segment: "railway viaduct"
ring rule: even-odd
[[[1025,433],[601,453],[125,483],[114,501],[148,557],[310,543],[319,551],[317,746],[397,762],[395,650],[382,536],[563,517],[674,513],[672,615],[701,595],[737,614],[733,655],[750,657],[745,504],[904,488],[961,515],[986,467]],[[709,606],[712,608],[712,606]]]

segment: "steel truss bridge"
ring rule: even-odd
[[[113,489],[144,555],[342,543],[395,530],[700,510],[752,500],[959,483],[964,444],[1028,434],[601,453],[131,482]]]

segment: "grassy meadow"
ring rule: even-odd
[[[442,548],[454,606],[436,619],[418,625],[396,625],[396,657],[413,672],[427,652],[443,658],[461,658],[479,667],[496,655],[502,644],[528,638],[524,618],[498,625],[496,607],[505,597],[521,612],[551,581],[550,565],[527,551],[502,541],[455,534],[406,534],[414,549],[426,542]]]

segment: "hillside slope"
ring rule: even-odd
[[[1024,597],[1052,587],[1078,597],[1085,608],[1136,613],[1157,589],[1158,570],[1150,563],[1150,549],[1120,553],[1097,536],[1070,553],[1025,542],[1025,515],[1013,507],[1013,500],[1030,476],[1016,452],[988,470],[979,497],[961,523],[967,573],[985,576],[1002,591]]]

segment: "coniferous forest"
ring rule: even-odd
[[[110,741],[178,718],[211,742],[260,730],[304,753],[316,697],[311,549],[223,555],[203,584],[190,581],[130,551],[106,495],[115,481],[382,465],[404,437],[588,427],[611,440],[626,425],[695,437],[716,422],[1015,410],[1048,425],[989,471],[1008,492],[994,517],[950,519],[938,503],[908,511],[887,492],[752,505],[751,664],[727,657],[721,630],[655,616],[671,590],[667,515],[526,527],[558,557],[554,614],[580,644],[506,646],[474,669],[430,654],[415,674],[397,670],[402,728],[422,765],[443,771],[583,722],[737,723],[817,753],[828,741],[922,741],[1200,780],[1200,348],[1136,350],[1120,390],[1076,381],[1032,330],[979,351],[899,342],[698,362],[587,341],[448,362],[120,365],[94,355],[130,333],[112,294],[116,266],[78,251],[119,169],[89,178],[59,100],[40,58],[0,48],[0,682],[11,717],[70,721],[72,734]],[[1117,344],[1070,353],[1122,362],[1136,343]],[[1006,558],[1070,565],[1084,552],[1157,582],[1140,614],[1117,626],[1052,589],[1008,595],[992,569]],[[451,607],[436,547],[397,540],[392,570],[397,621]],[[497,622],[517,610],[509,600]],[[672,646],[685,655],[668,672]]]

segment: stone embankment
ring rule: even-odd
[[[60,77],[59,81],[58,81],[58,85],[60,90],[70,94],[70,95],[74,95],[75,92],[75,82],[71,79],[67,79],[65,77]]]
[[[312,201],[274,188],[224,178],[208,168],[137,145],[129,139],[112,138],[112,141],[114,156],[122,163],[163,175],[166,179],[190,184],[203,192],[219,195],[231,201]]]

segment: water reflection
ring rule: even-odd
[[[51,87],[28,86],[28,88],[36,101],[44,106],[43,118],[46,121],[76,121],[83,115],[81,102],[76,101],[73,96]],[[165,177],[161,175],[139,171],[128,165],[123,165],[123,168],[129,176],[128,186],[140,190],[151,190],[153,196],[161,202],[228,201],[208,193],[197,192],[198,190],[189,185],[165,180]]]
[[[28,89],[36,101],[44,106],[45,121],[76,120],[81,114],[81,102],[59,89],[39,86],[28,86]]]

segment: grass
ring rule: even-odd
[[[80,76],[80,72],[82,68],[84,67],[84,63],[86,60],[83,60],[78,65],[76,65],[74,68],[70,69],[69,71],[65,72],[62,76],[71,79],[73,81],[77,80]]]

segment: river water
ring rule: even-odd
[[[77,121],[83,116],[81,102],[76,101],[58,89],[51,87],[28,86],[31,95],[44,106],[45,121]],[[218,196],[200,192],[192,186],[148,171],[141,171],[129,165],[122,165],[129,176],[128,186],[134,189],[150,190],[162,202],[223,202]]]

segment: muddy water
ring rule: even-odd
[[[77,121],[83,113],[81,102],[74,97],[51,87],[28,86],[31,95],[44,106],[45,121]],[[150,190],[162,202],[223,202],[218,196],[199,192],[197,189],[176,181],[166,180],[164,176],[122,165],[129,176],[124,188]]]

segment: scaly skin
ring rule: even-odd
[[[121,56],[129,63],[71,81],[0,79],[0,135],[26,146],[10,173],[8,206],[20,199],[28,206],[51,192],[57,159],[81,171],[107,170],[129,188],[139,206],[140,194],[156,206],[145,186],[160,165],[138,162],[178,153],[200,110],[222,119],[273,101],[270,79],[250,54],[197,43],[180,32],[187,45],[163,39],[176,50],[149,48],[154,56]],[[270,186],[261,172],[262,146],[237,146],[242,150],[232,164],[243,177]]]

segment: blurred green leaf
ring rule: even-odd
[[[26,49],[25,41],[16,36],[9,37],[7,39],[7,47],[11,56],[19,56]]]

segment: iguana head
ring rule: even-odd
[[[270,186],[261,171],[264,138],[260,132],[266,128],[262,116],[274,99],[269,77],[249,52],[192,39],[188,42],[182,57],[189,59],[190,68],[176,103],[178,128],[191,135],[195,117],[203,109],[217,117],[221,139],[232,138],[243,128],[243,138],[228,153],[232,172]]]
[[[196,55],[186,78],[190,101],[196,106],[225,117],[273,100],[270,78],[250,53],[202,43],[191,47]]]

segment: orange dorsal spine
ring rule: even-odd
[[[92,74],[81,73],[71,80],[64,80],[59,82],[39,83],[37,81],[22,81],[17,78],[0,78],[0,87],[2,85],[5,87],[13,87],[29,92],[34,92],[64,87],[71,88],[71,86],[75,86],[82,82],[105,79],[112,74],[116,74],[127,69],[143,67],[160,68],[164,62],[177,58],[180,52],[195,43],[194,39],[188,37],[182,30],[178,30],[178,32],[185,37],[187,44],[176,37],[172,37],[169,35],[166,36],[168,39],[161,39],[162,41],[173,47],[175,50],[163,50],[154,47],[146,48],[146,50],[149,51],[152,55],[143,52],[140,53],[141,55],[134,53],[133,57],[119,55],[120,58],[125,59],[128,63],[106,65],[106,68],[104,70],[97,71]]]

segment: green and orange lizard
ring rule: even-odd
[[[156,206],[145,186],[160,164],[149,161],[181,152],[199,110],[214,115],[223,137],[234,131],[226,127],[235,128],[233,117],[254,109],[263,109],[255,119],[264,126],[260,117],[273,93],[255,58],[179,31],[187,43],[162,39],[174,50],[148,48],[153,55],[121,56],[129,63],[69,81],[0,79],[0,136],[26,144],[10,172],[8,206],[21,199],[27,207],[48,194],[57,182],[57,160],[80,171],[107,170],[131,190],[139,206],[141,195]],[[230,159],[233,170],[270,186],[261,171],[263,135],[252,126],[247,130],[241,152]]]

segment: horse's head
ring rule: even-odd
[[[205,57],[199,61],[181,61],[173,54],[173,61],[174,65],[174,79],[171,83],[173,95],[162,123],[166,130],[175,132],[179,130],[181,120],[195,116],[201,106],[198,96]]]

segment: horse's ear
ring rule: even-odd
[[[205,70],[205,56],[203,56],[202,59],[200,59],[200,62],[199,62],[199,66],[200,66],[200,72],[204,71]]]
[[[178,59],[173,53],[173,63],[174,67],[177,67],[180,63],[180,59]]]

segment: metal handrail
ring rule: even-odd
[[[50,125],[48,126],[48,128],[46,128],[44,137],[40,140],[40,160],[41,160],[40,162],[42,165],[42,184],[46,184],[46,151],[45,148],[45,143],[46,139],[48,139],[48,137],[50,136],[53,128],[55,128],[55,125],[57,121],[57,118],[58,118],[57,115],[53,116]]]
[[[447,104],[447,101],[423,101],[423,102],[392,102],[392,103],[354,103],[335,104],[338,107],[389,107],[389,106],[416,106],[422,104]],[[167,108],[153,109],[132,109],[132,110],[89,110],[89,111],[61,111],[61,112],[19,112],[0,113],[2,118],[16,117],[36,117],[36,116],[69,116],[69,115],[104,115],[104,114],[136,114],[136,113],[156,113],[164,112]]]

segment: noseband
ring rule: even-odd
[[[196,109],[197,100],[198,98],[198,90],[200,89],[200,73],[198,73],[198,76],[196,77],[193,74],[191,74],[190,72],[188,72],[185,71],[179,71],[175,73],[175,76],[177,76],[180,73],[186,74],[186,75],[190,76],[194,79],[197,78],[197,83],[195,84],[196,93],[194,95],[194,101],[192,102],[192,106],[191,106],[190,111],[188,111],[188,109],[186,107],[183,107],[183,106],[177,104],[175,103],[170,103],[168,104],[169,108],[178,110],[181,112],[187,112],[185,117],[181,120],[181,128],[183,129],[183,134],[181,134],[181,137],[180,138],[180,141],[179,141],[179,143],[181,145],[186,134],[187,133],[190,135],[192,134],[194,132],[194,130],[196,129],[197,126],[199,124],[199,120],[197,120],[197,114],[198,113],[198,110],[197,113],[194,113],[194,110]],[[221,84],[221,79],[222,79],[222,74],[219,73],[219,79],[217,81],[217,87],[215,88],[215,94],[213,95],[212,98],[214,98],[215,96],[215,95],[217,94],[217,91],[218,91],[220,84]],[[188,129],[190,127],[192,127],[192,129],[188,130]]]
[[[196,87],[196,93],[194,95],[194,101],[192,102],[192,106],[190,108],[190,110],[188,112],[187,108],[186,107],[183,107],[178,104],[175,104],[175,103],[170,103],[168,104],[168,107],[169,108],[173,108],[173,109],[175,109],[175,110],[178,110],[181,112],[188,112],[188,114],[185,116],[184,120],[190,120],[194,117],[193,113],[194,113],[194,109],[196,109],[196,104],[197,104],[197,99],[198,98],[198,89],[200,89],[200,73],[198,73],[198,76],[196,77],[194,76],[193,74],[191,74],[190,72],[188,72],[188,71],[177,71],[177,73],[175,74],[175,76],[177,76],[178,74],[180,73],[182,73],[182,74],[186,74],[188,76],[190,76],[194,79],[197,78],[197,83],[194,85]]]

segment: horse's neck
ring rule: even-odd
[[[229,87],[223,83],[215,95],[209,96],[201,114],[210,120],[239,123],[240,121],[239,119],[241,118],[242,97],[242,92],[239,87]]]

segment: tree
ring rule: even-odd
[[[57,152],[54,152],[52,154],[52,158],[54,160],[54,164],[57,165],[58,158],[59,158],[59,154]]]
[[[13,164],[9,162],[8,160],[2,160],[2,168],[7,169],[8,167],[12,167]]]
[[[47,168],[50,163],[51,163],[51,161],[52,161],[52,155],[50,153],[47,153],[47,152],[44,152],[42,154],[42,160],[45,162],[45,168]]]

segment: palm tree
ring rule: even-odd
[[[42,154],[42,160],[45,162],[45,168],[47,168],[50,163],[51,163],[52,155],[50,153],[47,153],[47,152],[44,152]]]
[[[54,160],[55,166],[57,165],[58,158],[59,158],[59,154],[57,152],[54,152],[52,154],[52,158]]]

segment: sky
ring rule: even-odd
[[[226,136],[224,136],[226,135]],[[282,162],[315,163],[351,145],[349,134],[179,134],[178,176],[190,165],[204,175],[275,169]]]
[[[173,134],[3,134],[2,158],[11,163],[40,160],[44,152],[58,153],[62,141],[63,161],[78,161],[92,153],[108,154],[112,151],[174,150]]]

▸ CHALLENGE
Return, word for word, the lines running from the one that contains "segment: sky" up to and including the last line of the records.

▸ TASK RESULT
segment: sky
ring rule: even-odd
[[[226,136],[224,136],[226,135]],[[282,162],[315,163],[351,145],[349,134],[179,134],[178,176],[190,165],[204,175],[275,169]]]
[[[173,134],[3,134],[2,158],[11,163],[40,160],[44,152],[58,153],[62,141],[63,161],[78,161],[92,153],[108,154],[112,151],[174,150]]]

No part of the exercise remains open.